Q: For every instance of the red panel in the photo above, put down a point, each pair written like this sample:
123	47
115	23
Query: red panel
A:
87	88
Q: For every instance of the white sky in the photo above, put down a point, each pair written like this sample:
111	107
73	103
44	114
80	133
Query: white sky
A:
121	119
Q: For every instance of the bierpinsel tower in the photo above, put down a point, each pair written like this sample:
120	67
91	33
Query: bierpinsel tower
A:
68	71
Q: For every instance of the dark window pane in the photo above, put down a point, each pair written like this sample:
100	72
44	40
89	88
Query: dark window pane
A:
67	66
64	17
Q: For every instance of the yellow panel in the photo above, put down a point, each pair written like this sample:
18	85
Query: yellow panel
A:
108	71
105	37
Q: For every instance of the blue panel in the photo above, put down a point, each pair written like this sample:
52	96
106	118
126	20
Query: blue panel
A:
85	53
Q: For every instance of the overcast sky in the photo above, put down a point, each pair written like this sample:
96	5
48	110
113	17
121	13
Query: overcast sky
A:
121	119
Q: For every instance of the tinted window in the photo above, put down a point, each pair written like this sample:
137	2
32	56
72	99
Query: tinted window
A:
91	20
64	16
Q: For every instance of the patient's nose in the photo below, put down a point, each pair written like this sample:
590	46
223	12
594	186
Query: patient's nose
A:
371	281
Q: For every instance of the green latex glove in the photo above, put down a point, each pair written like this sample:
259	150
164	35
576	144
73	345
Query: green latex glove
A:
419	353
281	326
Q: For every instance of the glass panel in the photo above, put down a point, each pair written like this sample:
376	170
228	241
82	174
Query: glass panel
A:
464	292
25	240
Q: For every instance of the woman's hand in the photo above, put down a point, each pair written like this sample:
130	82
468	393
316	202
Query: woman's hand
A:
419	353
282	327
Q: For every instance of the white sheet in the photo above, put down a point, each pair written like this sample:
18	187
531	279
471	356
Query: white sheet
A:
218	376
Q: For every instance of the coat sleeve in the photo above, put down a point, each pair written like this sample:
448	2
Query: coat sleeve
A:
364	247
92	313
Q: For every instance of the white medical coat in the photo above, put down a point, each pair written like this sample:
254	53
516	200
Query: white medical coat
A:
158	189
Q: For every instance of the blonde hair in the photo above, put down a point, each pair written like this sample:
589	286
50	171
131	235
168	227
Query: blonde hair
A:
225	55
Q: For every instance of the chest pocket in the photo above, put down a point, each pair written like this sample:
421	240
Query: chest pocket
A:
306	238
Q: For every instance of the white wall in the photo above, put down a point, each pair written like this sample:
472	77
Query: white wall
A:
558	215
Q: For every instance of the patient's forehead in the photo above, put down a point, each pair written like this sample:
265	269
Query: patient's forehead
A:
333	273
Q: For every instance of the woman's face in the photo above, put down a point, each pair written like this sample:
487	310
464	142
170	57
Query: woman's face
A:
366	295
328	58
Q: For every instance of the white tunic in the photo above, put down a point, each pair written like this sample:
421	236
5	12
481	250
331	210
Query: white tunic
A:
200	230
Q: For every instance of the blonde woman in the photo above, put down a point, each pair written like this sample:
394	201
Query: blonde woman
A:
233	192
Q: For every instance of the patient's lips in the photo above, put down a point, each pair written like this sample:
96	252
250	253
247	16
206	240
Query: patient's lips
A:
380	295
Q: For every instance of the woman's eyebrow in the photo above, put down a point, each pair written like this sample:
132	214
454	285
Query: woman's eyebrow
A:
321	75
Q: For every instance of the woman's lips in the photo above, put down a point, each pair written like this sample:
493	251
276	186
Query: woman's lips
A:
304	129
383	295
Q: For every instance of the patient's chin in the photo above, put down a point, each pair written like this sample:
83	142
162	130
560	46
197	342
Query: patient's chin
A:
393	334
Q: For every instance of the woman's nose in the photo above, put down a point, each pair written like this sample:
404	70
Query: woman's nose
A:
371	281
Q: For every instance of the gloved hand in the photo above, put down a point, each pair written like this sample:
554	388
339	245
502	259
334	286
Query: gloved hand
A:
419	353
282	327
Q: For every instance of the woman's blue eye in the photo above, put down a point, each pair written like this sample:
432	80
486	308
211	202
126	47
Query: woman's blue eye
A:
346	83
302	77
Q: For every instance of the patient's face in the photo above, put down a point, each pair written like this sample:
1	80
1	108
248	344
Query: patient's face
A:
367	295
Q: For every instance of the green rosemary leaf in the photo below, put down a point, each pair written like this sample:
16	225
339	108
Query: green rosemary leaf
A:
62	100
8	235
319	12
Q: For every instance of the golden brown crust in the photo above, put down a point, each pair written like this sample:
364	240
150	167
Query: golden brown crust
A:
———
Exercise objective »
Scan the entries and show every line in which the word "blonde" is found.

Response area »
Q: For every instance of the blonde hair in the photo above, put down a point, each pair written like this sample:
Query: blonde hair
Q: For every instance of the blonde woman in the photo above, put down a point, each pair written like this sample:
Query: blonde woman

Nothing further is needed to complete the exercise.